— WHAT IS EXPECTED —
In the entries below, begin at the line with "Target: blue sky" and stop after the line with "Target: wrinkled skin"; output those lines exactly and omit the pictures.

[Stored data]
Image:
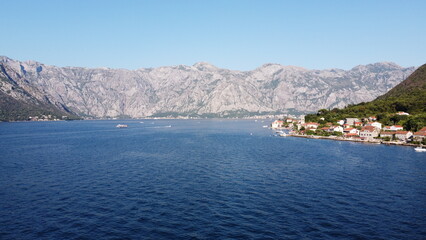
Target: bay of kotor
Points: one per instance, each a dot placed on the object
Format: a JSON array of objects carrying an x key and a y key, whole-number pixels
[{"x": 202, "y": 179}]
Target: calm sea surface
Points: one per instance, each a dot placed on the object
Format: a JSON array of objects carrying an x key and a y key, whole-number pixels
[{"x": 207, "y": 179}]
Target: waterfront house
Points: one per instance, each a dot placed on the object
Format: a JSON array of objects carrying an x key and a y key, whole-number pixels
[
  {"x": 393, "y": 128},
  {"x": 311, "y": 125},
  {"x": 337, "y": 129},
  {"x": 277, "y": 124},
  {"x": 369, "y": 132},
  {"x": 387, "y": 134},
  {"x": 326, "y": 129},
  {"x": 403, "y": 135},
  {"x": 351, "y": 135},
  {"x": 357, "y": 124},
  {"x": 402, "y": 113},
  {"x": 377, "y": 125},
  {"x": 372, "y": 118},
  {"x": 420, "y": 135},
  {"x": 351, "y": 131}
]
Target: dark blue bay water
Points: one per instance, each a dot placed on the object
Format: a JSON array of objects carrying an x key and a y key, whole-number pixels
[{"x": 206, "y": 179}]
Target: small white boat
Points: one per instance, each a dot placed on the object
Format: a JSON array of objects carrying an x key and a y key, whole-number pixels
[{"x": 420, "y": 149}]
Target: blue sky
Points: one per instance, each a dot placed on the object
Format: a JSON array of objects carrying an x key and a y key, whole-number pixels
[{"x": 234, "y": 34}]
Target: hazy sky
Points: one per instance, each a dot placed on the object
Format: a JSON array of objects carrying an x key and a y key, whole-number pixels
[{"x": 234, "y": 34}]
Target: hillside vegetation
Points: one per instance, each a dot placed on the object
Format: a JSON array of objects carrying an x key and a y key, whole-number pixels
[{"x": 408, "y": 96}]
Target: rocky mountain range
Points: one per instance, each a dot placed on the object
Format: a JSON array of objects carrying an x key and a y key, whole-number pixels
[{"x": 198, "y": 90}]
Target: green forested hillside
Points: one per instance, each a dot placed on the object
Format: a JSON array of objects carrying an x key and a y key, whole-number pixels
[{"x": 408, "y": 96}]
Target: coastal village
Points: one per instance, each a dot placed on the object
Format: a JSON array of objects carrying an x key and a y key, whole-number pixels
[{"x": 351, "y": 129}]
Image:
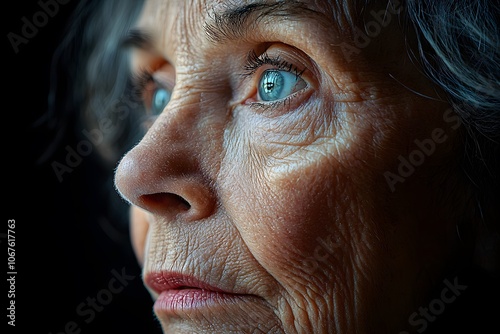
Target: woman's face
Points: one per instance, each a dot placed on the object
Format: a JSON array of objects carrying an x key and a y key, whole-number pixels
[{"x": 293, "y": 182}]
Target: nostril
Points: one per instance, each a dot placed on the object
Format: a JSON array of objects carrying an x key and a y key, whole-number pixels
[{"x": 164, "y": 202}]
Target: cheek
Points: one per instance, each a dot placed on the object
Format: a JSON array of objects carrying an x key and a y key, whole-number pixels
[{"x": 295, "y": 196}]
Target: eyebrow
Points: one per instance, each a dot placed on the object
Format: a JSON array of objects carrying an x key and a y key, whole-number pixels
[{"x": 235, "y": 22}]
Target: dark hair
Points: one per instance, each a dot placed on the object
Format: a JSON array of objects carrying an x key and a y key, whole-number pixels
[{"x": 459, "y": 49}]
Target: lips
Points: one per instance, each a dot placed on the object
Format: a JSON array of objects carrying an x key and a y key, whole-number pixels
[{"x": 181, "y": 293}]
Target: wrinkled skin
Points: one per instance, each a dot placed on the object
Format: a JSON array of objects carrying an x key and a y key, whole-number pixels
[{"x": 287, "y": 204}]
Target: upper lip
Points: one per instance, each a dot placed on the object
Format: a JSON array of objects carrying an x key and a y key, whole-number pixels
[{"x": 167, "y": 280}]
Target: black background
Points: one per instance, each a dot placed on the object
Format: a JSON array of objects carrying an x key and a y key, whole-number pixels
[{"x": 65, "y": 251}]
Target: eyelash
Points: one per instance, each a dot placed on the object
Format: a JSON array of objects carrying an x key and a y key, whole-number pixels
[{"x": 254, "y": 62}]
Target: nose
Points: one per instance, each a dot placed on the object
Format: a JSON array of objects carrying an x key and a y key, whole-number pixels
[{"x": 164, "y": 173}]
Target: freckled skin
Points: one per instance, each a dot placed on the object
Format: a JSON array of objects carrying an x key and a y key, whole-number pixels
[{"x": 289, "y": 203}]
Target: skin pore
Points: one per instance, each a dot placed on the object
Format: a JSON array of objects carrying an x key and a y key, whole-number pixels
[{"x": 282, "y": 199}]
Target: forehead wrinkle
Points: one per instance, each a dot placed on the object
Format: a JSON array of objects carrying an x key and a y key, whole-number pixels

— ANSWER TO THIS EXERCISE —
Target: blue sky
Points: one per instance, each a dot placed on the object
Format: a JSON array of objects carrying an x key and a y key, whole-number pixels
[{"x": 234, "y": 34}]
Target: hazy sky
Points: one per instance, each a dot placed on the object
Format: a JSON array of objects carrying an x key and a y key, whole-number pixels
[{"x": 234, "y": 34}]
Target: hillside vegetation
Points: one per instance, each a dot placed on the object
Format: a JSON array of objects carrying an x key and a y key, whole-number pixels
[{"x": 408, "y": 96}]
Target: rocky mountain range
Points: one per instance, each a dot placed on the object
Format: a JSON array of objects carrying an x key and a y key, whole-number pixels
[{"x": 198, "y": 90}]
Target: green forested hillside
Points: one per instance, each a dot placed on the object
Format: a JSON array of objects carrying an x key and a y key, whole-number pixels
[{"x": 408, "y": 96}]
Target: coastal village
Points: one per instance, each a dot placed on the object
Format: a JSON array of objects carrying an x key and a y key, whole-number pixels
[{"x": 351, "y": 129}]
Image:
Target: woman's face
Points: one per instance, each a dot placed on the object
Format: a JSON array of objects carrying an x key and a y key, whole-number pixels
[{"x": 293, "y": 182}]
Target: nostril
Points: one per instance, each a dot placed on the object
Format: a JSON array of objects carrying an x key and a y key, whole-number pixels
[{"x": 164, "y": 202}]
Target: cheek
Points: one per instance, each a dot placed on the object
Format: a JSON array of objects carrying an x key and a y key, whole-number pixels
[{"x": 295, "y": 196}]
Target: eyebrow
Points: one per instance, each a dot placed on the object
Format: a JSON array of objects carrying an x key and a y key, whole-number pixels
[{"x": 235, "y": 22}]
Target: dark hair
Points: one per instance, each a dot placed on the object
Format: a JSON array of objects carrying an x key and a y key, whole-number pixels
[{"x": 459, "y": 49}]
Target: lips
Points: one per instance, each a dot placed on the object
Format: a JSON array of objects carrying an x key and a y key, whole-number pixels
[{"x": 181, "y": 293}]
Target: wrinkled skin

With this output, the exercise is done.